— ページ抜粋 —
· · ·

フィードバックとは一般的に、部下にきちんと苦言を呈し、成長を促すことを言います。具体的には、能力や成果が上がらない部下や問題を抱えた部下の成長を促すものです。

部下の成長を考える場合、人材育成法であるフィードバックの方法を間違えると部下のエンゲージメントを高めることが困難になってしまいます。部下という感情のある人間を対象にするので、状況に合わせて臨機応変に育成法も変える必要があります。

フィードバックの社会的背景

今、フィードバックが求められる理由には、従来の上命下達だけでは組織が回らない次のような社会的な背景があります。

・若手社員の価値観が変化

最近の若い社員は以前より企業や組織への帰属意識が低く、パワハラやセクハラなどのハラスメントに過剰反応する傾向があり、指導に困難が伴う。

・社員の多様化

企業でダイバーシティーが進み人材が多様化する中で、年上の部下や非正規社員、外国人などが増え、成果主義の下で組織がチームワークを発揮することが難しい。

・管理職の重複化

企業の効率化に伴って組織が均一化し、管理職がプレイングマネジャーとなり、一人ひとりの部下を育成する余裕がない。

・管理職の若年化

若い社員の早期昇進や管理職経験が浅い昇進で、部下に対する指導能力が乏しい管理職が増えている。

効果的なフィードバックのステップ

効果的なフィードバックには、次の各ステップを踏みます。

・事前の情報収集

部下へのフィードバックで大切なことは、可能な限り具体的に部下の課題を具体的に指摘することです。事前にしっかり観察し、正しい情報収集が必須です。いつ、どういう状況で、どういう行動が問題で、どういう影響があったかという情報を集め、部下が理解できるように伝えます。観察は上司の主観を可能な限り排し、できるだけ多くの情報を集めます。

· · ·

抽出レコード
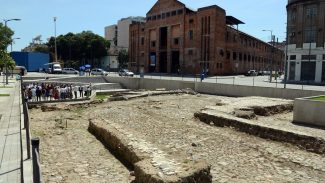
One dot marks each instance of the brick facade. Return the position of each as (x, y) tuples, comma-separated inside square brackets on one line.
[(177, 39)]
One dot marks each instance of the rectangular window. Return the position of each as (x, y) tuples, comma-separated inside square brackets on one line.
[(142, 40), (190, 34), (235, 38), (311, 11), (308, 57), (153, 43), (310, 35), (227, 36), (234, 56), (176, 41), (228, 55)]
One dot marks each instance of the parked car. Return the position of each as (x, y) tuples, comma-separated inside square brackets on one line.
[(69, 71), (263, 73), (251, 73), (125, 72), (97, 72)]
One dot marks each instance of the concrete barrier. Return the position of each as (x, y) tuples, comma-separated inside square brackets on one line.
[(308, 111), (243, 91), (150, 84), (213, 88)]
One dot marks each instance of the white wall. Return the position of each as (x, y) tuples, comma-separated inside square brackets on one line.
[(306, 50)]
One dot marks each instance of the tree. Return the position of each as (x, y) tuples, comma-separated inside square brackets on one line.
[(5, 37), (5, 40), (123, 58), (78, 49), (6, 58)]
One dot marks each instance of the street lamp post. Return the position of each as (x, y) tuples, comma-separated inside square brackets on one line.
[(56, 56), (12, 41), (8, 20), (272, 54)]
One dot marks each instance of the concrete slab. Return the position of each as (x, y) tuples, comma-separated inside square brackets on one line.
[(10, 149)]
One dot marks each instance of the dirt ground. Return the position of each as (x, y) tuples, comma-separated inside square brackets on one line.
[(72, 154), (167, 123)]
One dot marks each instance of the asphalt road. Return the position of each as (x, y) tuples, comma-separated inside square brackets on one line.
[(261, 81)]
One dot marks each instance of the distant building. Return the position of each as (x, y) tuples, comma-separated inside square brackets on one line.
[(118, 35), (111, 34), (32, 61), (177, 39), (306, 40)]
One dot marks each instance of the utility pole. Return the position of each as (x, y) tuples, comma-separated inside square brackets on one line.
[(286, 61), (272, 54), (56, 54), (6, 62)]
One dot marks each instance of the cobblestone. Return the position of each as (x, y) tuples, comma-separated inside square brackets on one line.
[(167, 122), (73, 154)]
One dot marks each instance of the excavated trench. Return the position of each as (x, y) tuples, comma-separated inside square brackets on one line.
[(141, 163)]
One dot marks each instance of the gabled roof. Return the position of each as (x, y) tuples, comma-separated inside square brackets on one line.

· · ·

— やること —
1 – フィードバックの文章から、「フィードバックとは一般的に、」から「向があり、指導に困難が伴う。」までをそのまま書き写してください。
2 – フィードバックの文章によると、最近の若い社員はどのようなものに過剰反応する傾向があるか。
3 – フィードバックの文章を、最後の文の後から書き継ぐこと。

— 解答一覧 —
1 –
フィードバックとは一般的に、部下にきちんと苦言を呈し、成長を促すことを言います。具体的には、能力や成果が上がらない部下や問題を抱えた部下の成長を促すものです。

部下の成長を考える場合、人材育成法であるフィードバックの方法を間違えると部下のエンゲージメントを高めることが困難になってしまいます。部下という感情のある人間を対象にするので、状況に合わせて臨機応変に育成法も変える必要があります。

フィードバックの社会的背景

今、フィードバックが求められる理由には、従来の上命下達だけでは組織が回らない次のような社会的な背景があります。

・若手社員の価値観が変化

最近の若い社員は以前より企業や組織への帰属意識が低く、パワハラやセクハラなどのハラスメントに過剰反応する傾向があり、指導に困難が伴う。

2 – パワハラやセクハラなどのハラスメント。

3 –
・フィードバックの実践

①部下の信頼を確保

信頼され、話を聞いてもらえないと部下は苦言を受け入れません。面談はプライバシーに配慮した場所が望ましく、初めに雑談や近況報告などで部下の緊張を解くことも忘れてはいけません。また、日常的なコミュニケーションで、上司の考えを伝えておくことで円滑に行うことができます。

②事実の通知

冒頭で面談の目的を主観や感情を排して伝え、観察した部下の具体的な事実や行動をもとに、課題だけをストレートに伝えます。その際成果だけでなく、きちんとプロセスも評価することで信頼関係は深まります。

③課題の了承

課題にもそれが発生した理由や状況があるので、部下の意見もじっくり聞きながら対話し、上司の考え方との違いも伝えます。その際には部下の意見も尊重し、別の考え方があることを気付かせます。特に、課題と現実とのギャップを明確にすることが不可欠です。部下が解決への糸口を掴めば、今後何をすべきかを決めるステップに進みます。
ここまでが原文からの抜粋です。